▶ Using the information
**1.** Duplicate a passage from the student life spotlight. Begin at the words "Student Life Spotlight: Aaron" and stop after "ability to succeed.".
**2.** In the student life spotlight's car comparison, what does the "engine" stand for?
Segment Start: Source passage
Student Life Spotlight: Aaron Whaley on driving healthy decisions
Of course the fitness guy is going to write about something fitness related; no big surprise, but understanding the importance of a healthy lifestyle during college (and in life) is vital to your ability to succeed.
Unless you're an exercise science major or similar, I appreciate that all of the intricacies involved in understanding this concept can be very confusing and overwhelming; to help you to better understand these, imagine you're a car.
To explain your caloric needs, think about fuel, gas mileage, and how often you drive. Usually when you're a college student you drive a smaller car, like a Smart car or a Fiat. Not only does this car have a small engine and requires little gas, but you also don't have to do a lot of "driving" to get around on our campus. Fast forward 15 years, and you might be a parent with a loaded-down Expedition. Not only is this a larger engine, but there is also a lot more coming and going. Your "fuel" needs (caloric needs) depend on the size of your "engine" (lean body mass), and how much time you spend "on the road" (moving and exercising). The amount of fuel you need is different then your partner or roommate, and might even be different than it was last year.
Segment End: Source passage
Segment Start: Data provided
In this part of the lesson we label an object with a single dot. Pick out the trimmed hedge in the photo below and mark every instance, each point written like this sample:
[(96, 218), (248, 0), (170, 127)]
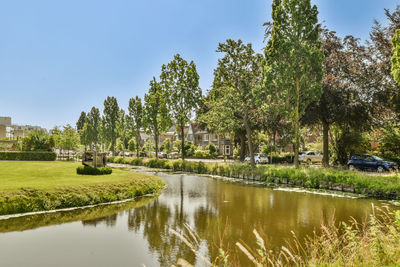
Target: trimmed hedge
[(87, 170), (28, 155)]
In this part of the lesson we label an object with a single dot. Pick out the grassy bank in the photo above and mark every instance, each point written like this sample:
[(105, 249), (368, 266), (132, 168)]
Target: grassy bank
[(376, 186), (38, 186)]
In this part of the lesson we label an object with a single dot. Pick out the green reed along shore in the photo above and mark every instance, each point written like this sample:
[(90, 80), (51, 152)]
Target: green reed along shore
[(40, 186), (370, 185)]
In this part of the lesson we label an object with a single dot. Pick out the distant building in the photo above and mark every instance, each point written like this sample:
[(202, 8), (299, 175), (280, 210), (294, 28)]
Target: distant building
[(11, 131), (201, 137)]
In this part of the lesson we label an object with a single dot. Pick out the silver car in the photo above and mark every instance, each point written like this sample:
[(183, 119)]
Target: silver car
[(310, 157)]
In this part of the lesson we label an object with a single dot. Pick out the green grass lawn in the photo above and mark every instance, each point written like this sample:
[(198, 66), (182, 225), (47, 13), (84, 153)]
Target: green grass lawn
[(15, 175), (27, 186)]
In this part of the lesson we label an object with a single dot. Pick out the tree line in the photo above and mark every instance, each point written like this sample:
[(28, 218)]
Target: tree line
[(307, 77)]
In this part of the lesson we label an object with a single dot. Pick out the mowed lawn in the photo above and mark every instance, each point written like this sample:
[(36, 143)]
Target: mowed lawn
[(15, 175)]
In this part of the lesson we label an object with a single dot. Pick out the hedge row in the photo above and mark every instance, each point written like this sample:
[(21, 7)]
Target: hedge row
[(87, 170), (28, 155), (382, 187)]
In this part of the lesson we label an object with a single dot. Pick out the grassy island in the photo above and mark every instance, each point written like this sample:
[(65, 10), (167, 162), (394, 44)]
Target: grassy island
[(38, 186)]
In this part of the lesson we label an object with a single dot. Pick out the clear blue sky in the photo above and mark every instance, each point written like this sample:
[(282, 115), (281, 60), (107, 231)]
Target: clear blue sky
[(58, 58)]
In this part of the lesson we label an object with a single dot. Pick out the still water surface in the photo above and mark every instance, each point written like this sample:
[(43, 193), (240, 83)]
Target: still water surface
[(136, 233)]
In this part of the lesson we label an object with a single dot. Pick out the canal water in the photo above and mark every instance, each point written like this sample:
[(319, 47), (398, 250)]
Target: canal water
[(138, 233)]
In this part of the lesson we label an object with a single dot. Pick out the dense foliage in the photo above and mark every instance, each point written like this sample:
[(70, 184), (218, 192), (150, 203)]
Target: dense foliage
[(28, 155), (87, 170)]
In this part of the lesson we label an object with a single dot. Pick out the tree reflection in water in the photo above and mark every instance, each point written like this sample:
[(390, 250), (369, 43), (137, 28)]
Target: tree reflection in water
[(210, 207)]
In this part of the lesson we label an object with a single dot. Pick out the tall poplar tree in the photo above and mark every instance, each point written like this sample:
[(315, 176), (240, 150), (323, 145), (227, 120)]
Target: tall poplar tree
[(180, 79), (81, 121), (156, 114), (396, 57), (111, 115), (135, 118), (293, 69), (94, 121)]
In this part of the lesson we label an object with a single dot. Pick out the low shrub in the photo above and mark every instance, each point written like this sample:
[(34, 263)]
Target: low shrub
[(158, 163), (87, 170), (28, 155)]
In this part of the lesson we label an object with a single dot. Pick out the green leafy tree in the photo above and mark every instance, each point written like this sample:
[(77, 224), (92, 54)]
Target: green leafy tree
[(156, 117), (135, 119), (94, 120), (37, 141), (132, 145), (293, 69), (181, 81), (111, 116), (233, 100), (123, 130), (396, 57), (56, 133), (81, 121), (84, 135), (178, 145), (167, 145)]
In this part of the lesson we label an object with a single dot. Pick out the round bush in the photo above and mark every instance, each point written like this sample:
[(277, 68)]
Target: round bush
[(87, 170)]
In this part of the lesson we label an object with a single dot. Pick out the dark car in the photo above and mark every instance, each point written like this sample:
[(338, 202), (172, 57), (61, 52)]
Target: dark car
[(370, 162)]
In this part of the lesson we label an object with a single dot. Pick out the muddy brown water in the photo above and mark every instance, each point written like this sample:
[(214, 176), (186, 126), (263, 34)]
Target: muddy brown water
[(137, 233)]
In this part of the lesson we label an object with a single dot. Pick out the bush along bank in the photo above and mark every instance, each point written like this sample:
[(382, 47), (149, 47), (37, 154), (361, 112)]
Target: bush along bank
[(374, 186), (28, 155), (32, 200), (87, 170)]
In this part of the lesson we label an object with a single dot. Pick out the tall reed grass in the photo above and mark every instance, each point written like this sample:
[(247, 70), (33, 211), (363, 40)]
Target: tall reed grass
[(374, 242), (376, 186)]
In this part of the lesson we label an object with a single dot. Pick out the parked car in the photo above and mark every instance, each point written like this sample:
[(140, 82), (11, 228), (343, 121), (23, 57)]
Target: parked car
[(310, 157), (258, 159), (371, 162)]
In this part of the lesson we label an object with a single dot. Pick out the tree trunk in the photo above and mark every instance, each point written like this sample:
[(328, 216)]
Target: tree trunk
[(183, 141), (249, 141), (325, 130), (297, 125), (272, 148), (242, 147), (137, 146)]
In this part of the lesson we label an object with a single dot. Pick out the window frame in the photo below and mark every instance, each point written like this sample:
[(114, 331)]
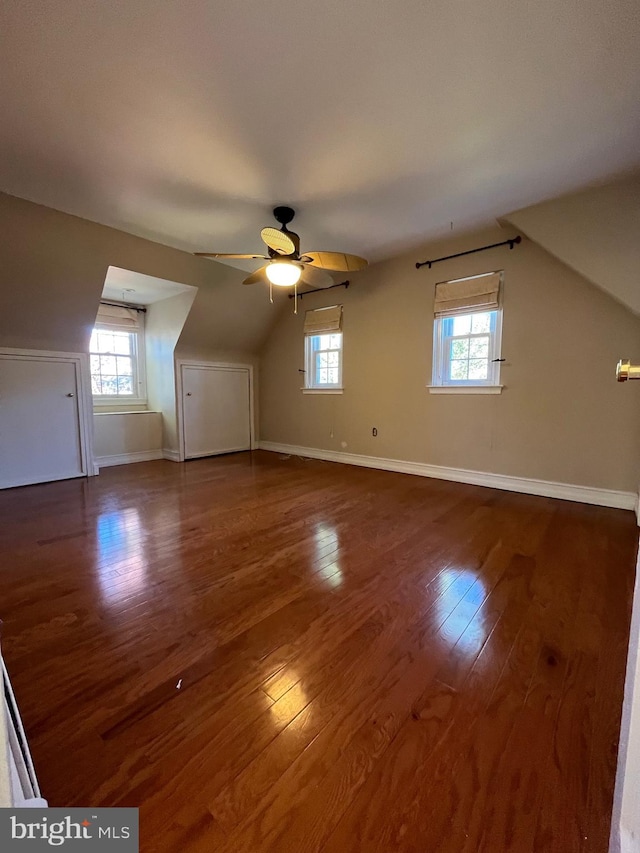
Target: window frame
[(442, 358), (138, 367), (310, 357)]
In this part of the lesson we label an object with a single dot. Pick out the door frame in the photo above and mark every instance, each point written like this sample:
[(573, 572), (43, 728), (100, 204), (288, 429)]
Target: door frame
[(210, 365), (80, 361)]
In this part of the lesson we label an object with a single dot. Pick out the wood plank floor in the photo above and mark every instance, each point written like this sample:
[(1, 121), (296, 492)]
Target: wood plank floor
[(270, 654)]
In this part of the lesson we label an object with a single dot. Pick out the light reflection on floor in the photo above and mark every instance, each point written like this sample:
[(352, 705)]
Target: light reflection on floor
[(461, 594), (327, 547), (122, 560)]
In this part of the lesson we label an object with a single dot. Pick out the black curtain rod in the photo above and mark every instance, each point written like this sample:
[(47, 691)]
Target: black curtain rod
[(344, 284), (509, 243), (124, 305)]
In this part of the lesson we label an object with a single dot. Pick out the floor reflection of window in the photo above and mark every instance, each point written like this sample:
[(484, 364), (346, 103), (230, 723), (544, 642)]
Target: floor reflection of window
[(327, 547), (122, 559), (463, 625)]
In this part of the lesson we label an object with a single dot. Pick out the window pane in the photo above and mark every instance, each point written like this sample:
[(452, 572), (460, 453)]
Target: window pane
[(478, 368), (459, 370), (481, 322), (108, 364), (479, 348), (122, 343), (125, 366), (105, 341), (462, 325), (109, 384), (460, 348)]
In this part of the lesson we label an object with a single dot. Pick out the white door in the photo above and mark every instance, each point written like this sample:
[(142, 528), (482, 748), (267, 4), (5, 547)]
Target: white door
Segment End: Data provided
▶ Answers below
**1.**
Student Life Spotlight: Aaron Whaley on driving healthy decisions
Of course the fitness guy is going to write about something fitness related; no big surprise, but understanding the importance of a healthy lifestyle during college (and in life) is vital to your ability to succeed.

**2.** Lean body mass.